-- Begin LISTED RECORDS --

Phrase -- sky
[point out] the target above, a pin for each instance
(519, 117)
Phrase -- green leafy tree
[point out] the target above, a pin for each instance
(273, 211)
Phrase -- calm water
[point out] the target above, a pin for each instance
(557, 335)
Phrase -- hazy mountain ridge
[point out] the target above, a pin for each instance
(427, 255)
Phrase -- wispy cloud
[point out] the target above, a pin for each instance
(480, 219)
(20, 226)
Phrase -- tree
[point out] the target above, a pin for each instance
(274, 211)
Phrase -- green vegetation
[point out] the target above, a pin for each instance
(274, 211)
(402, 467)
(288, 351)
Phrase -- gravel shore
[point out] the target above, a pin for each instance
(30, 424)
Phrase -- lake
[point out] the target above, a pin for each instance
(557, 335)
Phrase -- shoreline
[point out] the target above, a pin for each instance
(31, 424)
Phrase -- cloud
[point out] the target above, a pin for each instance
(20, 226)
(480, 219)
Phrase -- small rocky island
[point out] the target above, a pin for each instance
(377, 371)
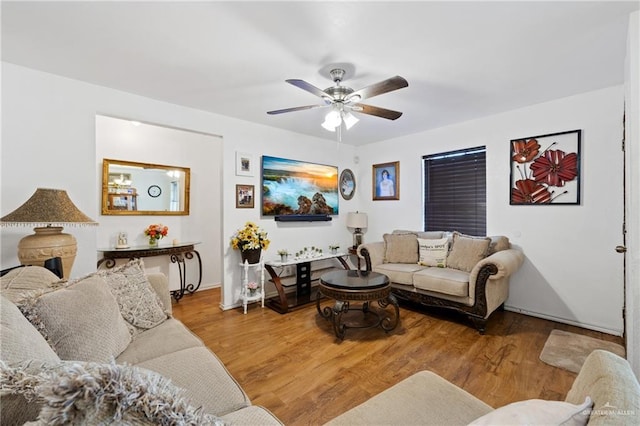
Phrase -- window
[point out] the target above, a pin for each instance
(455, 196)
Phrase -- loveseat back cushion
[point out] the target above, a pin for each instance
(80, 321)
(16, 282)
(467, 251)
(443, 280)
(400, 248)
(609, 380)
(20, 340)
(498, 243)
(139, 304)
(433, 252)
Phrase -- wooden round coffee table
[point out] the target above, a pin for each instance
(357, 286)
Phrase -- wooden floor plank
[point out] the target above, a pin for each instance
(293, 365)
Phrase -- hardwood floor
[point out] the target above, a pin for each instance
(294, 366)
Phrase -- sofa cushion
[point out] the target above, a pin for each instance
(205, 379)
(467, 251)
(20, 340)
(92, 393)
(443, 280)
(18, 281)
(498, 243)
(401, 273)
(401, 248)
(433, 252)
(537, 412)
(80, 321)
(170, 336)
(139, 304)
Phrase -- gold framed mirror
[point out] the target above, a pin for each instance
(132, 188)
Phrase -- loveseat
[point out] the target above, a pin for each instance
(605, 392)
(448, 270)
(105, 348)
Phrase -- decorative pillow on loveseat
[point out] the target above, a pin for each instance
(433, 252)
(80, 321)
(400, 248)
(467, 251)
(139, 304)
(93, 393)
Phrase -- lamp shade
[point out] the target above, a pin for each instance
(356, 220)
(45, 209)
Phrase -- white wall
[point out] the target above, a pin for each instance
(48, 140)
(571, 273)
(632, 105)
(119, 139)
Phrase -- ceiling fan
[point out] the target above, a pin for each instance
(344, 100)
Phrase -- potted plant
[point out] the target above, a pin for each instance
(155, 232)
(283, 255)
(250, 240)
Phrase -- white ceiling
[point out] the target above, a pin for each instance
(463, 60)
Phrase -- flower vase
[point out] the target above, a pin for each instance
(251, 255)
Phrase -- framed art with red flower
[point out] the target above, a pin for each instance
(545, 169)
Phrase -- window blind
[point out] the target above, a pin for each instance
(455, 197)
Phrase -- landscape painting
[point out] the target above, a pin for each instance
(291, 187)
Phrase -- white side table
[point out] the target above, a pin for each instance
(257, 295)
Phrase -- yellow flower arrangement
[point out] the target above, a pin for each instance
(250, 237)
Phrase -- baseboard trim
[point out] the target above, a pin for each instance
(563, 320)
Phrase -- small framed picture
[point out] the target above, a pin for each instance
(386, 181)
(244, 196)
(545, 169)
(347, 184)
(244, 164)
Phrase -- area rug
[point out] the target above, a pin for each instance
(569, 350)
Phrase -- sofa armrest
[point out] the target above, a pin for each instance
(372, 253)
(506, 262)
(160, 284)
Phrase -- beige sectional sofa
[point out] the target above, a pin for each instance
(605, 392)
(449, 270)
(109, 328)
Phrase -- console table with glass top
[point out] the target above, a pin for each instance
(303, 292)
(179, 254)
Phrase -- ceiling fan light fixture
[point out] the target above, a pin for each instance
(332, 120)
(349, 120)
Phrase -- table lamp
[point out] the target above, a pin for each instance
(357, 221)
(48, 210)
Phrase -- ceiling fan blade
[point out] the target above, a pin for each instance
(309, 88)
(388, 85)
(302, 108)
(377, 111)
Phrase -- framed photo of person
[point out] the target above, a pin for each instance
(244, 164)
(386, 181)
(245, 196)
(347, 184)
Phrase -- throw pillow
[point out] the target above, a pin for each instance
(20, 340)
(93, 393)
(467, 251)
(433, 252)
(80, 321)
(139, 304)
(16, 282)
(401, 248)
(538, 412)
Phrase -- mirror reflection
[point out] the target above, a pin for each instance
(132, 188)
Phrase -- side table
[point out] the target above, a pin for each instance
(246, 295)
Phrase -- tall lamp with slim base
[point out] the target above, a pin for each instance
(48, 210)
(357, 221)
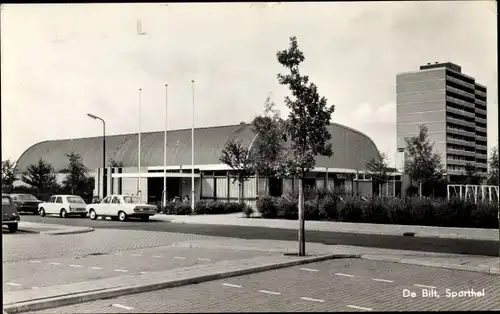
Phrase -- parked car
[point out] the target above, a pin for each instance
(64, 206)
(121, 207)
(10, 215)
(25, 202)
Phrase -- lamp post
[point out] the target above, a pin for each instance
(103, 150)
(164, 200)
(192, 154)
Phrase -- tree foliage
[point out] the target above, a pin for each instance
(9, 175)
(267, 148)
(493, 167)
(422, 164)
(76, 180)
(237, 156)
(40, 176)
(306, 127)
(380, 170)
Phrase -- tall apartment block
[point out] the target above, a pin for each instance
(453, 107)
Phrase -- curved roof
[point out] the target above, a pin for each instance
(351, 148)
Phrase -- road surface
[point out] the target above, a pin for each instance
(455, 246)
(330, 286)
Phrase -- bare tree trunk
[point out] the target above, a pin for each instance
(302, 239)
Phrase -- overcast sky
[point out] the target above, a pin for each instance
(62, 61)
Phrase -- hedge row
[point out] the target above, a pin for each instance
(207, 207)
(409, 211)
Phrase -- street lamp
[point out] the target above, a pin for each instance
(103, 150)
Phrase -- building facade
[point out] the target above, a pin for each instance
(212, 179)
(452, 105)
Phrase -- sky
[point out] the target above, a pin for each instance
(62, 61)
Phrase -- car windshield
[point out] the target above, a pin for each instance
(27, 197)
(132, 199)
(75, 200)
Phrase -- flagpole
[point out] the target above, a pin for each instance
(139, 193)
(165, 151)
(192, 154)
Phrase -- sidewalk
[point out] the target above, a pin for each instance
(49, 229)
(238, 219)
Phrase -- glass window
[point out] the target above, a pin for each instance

-- End LISTED RECORDS --
-- Begin LISTED RECORDS --

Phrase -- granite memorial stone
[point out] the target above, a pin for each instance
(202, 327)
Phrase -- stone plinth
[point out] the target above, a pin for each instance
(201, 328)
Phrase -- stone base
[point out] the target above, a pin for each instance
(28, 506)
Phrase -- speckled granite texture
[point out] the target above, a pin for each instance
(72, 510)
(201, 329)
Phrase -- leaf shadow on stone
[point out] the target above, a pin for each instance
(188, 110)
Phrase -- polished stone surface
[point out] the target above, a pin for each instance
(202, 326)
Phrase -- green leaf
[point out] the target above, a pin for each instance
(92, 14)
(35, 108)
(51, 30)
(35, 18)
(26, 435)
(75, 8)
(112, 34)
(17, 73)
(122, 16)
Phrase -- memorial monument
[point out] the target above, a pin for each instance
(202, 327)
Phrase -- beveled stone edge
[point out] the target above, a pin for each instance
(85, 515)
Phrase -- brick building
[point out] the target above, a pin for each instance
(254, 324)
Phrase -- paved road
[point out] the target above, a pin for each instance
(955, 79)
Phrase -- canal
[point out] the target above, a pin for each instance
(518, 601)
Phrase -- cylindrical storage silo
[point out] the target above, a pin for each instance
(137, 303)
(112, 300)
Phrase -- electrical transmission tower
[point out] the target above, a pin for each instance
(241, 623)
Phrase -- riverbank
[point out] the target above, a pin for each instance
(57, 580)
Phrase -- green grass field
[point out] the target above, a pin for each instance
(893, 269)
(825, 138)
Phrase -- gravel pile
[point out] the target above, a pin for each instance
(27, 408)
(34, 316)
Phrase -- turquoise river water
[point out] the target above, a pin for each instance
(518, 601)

-- End LISTED RECORDS --

> [PROBLEM DETAILS] Extract every line of the records above that contains the string "lamp", treating uppercase and lowercase letters as distinct.

> [EXPECTED ANSWER]
Phrase -- lamp shade
Phrase -- table lamp
Phrase -- tall lamp with slim base
Phrase -- lamp post
Phrase -- street lamp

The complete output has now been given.